Ms Walker said it would not surprise her if her friend told a doctor in March, 2012, that she was experiencing bad mood swings around the time of her period.

She said her friend never asked her about increasing her dose of Zoloft from 50mg to 100mg at that time, either.


3pm: The 32nd witness is Daryl Clifford Joyce who was kayaking in the Brisbane River near the area of Kholo Creek on April 30, 2012.

He said he was on holidays at the time when he paddled into the Kholo Ck entrance.

“The bridge is only a very short distance in from the Brisbane River so as soon as I got under the bridge I saw the body,” he said.

“It was on my right-hand side as I was going up the creek and on the Brisbane side of the creek as distinct from the Ipswich side.”

He said the body was positioned like it was “sleeping” and could not see the face.

“Like someone lying on their side, asleep,” he said.

“I paddled past a little ways and then I did a U-turn when I figured out what was going on and went straight back to the boat ramp.”

Mr Joyce said he stayed about 5m to 10m from the body.

He said he did not get out of his kayak as it was “too slippery and deep”.

Mr Joyce said he phoned police.

He said the flow rate of the creek was “significant” and the water level “high” because there had been recent big rainfall.

“There was a lot of fresh mud suspended in the creek,” he said.

He said the body was “directly underneath” the Kholo Creek bridge.

In cross-examination by barrister Michael Byrne QC, for Baden-Clay, Mr Joyce agreed he would paddle the Brisbane River on his kayak most Sunday mornings.

“It was definitely flowing out into the main river because you could see the light brown colour,” he said.

He said there was heavy rain on the Saturday before.

“As I recall it was really torrential rain,” he said.

Mr Joyce said it was his experience there was “sticky mud” in the Brisbane River and besides, the bank was very steep.

He said Kholo Creek was deep enough for him to paddle a kayak in.



3.10pm: The 33rd witness in the trial is the woman Gerard Baden-Clay was having an affair with, Toni Cheri McHugh.

She said she commenced working as a salesperson at Century 21 at Kenmore in April, 2007.

Ms McHugh said the business had a sales component and a rental roll.

▶ Supplied data:
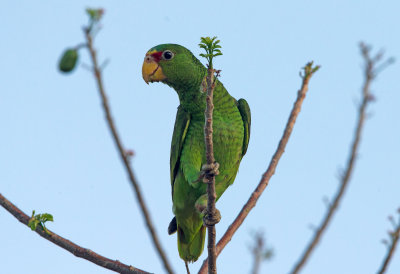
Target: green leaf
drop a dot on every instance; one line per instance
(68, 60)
* * *
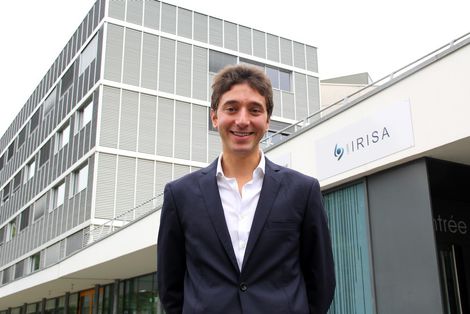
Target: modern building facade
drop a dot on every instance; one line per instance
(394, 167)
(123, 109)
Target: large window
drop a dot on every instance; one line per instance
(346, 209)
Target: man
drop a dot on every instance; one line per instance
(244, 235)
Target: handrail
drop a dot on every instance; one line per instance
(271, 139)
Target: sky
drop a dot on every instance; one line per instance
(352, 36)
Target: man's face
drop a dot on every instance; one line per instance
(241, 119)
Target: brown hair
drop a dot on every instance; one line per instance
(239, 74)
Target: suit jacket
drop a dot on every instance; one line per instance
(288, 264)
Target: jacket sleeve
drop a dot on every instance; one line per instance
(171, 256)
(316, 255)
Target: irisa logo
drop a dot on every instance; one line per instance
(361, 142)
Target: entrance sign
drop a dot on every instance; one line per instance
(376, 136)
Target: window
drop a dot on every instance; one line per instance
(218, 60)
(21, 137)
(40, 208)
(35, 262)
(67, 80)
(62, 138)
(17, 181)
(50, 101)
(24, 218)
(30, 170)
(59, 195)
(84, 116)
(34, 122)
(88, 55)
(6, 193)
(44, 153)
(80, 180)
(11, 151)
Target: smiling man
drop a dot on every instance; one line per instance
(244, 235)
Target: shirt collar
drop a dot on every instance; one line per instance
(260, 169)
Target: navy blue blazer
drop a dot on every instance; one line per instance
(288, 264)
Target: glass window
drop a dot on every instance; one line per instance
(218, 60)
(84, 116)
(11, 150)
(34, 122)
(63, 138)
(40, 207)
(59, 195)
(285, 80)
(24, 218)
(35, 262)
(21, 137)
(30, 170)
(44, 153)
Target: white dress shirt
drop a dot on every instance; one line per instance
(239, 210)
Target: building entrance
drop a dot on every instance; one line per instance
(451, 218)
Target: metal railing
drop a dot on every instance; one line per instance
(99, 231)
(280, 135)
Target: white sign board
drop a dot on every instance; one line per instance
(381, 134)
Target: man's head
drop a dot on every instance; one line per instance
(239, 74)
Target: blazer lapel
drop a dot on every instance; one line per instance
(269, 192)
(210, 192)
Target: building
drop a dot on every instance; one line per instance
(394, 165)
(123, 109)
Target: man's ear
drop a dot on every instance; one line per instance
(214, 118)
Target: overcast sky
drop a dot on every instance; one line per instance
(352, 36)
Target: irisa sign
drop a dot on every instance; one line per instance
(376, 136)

▶ What the task asks: Copy out word for word the stretch of the trial report from "He said he did" through "most Sunday mornings.".

▶ Result of the task:
He said he did not get out of his kayak as it was “too slippery and deep”.

Mr Joyce said he phoned police.

He said the flow rate of the creek was “significant” and the water level “high” because there had been recent big rainfall.

“There was a lot of fresh mud suspended in the creek,” he said.

He said the body was “directly underneath” the Kholo Creek bridge.

In cross-examination by barrister Michael Byrne QC, for Baden-Clay, Mr Joyce agreed he would paddle the Brisbane River on his kayak most Sunday mornings.